DIRECTION
Your task is to print the material below exactly as presented.

Position identification records
● ● ● ● ●

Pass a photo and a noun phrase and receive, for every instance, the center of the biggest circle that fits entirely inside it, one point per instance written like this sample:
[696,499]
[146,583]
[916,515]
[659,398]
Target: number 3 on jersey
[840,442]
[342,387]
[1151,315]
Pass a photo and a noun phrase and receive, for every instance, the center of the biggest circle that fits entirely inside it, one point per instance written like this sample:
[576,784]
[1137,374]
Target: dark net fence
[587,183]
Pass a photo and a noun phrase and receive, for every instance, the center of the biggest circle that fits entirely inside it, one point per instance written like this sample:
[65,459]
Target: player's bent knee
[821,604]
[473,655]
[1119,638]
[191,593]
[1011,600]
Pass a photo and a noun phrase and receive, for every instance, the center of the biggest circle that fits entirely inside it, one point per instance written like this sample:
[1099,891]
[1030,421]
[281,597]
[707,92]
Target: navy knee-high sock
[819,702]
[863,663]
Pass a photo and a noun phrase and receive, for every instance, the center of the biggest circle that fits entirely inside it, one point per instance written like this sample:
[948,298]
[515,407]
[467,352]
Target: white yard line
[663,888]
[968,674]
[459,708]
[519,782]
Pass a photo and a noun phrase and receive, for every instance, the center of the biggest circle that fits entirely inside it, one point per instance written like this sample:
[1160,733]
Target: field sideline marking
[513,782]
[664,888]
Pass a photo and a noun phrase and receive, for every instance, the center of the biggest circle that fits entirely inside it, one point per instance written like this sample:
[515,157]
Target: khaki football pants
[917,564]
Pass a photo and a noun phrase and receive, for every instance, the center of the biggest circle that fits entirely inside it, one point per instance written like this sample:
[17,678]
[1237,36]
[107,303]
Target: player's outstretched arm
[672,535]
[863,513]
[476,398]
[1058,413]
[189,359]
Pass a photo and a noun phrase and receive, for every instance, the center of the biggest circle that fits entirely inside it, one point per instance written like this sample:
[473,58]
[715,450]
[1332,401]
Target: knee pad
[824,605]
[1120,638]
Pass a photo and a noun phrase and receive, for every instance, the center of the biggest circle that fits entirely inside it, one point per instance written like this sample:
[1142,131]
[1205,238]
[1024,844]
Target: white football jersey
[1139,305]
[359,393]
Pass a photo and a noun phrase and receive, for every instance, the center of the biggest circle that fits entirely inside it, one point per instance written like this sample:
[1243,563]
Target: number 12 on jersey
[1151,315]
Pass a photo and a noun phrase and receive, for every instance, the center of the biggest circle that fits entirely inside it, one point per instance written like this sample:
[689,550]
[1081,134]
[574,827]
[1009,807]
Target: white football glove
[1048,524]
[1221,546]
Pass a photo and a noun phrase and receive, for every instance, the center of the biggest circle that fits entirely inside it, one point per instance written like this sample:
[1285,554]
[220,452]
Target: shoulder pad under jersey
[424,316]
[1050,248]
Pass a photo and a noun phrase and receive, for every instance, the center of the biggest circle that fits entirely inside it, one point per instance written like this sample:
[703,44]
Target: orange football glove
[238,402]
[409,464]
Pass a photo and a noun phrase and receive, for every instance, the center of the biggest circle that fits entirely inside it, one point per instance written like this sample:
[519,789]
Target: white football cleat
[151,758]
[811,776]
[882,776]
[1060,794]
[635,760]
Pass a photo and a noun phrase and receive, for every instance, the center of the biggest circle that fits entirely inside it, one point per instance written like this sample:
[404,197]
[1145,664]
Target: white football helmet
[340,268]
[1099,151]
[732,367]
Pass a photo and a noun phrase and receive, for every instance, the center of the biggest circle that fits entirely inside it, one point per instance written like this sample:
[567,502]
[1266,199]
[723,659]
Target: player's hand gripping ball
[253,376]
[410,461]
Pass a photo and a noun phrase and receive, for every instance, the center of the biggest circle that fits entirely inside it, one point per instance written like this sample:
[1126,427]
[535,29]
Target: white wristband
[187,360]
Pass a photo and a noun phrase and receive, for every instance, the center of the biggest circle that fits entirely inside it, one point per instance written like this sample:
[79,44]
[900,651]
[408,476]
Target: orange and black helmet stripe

● ● ● ● ●

THE OUTPUT
Pass a photo and a noun phrase and receive, for every instance, the center of the biggest circle that fits entirely inside it, one point per instance written like this sample:
[696,499]
[146,583]
[916,515]
[659,398]
Target: number 3 on jersey
[840,442]
[342,387]
[1151,315]
Pass a photo and a noun phrase and receive, for every instance, the center of the biggest circle that fits entirely inside it, one point per instance written like this sample:
[576,784]
[1137,374]
Target: dark net fence
[587,183]
Pass a photo and a noun phrase and receive, for every instance, the center of the biggest circle that fits entirely inside it, one point per instance written like this sample:
[65,459]
Target: player's bent knee
[821,604]
[473,655]
[1119,638]
[191,593]
[1011,600]
Pass a photo and a noun phrase and receive, for every instance, the center of the biggest circle that fits entirely inside it, one point per instance written like this sample:
[1099,891]
[1030,421]
[281,597]
[707,92]
Target: navy knee-high sock
[819,702]
[863,663]
Pass a photo and a noun phrase and receive, for every instance, the center of the biggest circle that fits entirely inside it, one point per instance written like this sample:
[948,298]
[515,407]
[467,352]
Target: white yard line
[663,888]
[968,674]
[459,708]
[519,782]
Pass a photo and a noun phrase and receive, for every instance, the center of the biggest circle that fits entirely inside it, one point per instance written like this sample:
[1160,733]
Target: field sideline marking
[513,782]
[664,888]
Pass a photo and a noun phrase and receive, for every instance, the center of the biggest circle that fits entirely inside it, one point per instance written like this sample:
[515,157]
Target: khaki football pants
[917,564]
Pass a photo and a noun phrase and receive, for every instance, the center of the biggest circle that fits entirely inside it, one point per instance written like this sample:
[17,678]
[1237,36]
[107,303]
Target: player's outstretched arm
[672,535]
[863,513]
[476,398]
[1058,413]
[189,359]
Pass a photo and a noun phrase and receive, for every instance, the center of the biggest circle that fits entirely inside it, one point per instance written like this sample:
[473,58]
[715,450]
[1332,401]
Target: knee pad
[824,605]
[1120,638]
Pass a photo and a noun phrase and receive, for every instance, the center of the biggest circle that fits entirely inside it, one point per instance written like this sample:
[1142,131]
[1205,238]
[1024,844]
Target: white football jersey
[1139,305]
[359,393]
Pass a photo and a noun phrase and receive, for every instance, the center of the biggest circle that fits entirely inside it, one point per instance written like this sample:
[1243,563]
Target: number 12 on jersey
[1151,315]
Pass a photo and a noun phrase and receive, for every instance, the center of the biggest circle that fits entirely inside it, one point per instance written like this sample:
[689,550]
[1081,134]
[574,827]
[1009,807]
Target: white football glove
[1048,524]
[1221,546]
Pass a photo and a noun phrase and receive, for every instance, the center of the biggest circle that fits entirely inside it, one point per instance written like this sample:
[1285,554]
[220,452]
Target: shoulder pad under jersey
[424,316]
[1050,248]
Pass a photo and a noun phrase and receive, for every instance, the center of the biggest circle that fits entirely inside it, one point per instance written like this sample:
[703,44]
Target: orange football glove
[238,402]
[409,464]
Pass a photo and a noun phrase and receive, for every instance, the center of the biggest circle that fits entirely inside it, one point per instance written like this sample:
[519,789]
Target: white football cleat
[151,758]
[811,776]
[882,776]
[1060,794]
[635,760]
Pass a photo and a noun phrase and receive, for every instance, the center of the biggest circle that fits entirely inside it, one point per instance written like this sample:
[404,197]
[1145,664]
Target: white football helmet
[340,268]
[1099,151]
[732,367]
Pass a photo and a noun phrase and receive, for every instance, the center of the biggest circle that fits entirely inside it, one point per instance written like this sample:
[567,502]
[1266,199]
[723,659]
Target: player's hand gripping ball
[253,376]
[410,461]
Pass a photo and a noun phrase and receive, for every instance, the center of the biggest circle that fits entirely inside it, one point per instance written like this sample:
[1126,427]
[535,29]
Target: white wristband
[187,360]
Pass a photo and a noun phrase and receive, for every instance, the center of the biggest circle that fits entirely inside it, one point per instance written like this sample:
[79,44]
[900,651]
[408,476]
Target: orange and black helmet stripe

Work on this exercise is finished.